§ AIM
How many lines of the records below contain the string "every"? Case must match. Reply with the number only.

§ RECORD EXCERPTS
####

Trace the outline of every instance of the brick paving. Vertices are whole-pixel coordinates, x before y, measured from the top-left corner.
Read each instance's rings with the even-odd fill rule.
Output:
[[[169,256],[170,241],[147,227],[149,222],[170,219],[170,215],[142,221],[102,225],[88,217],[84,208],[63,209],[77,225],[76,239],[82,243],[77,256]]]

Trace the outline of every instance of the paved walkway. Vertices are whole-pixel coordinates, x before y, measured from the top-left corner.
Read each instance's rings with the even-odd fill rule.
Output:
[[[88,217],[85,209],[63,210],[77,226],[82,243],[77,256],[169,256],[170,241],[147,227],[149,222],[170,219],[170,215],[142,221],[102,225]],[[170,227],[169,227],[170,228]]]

####

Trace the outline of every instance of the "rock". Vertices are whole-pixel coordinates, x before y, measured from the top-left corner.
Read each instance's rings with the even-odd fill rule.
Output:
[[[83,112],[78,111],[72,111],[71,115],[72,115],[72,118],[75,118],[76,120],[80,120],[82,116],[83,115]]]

####

§ SOLUTION TO THIS EXERCISE
3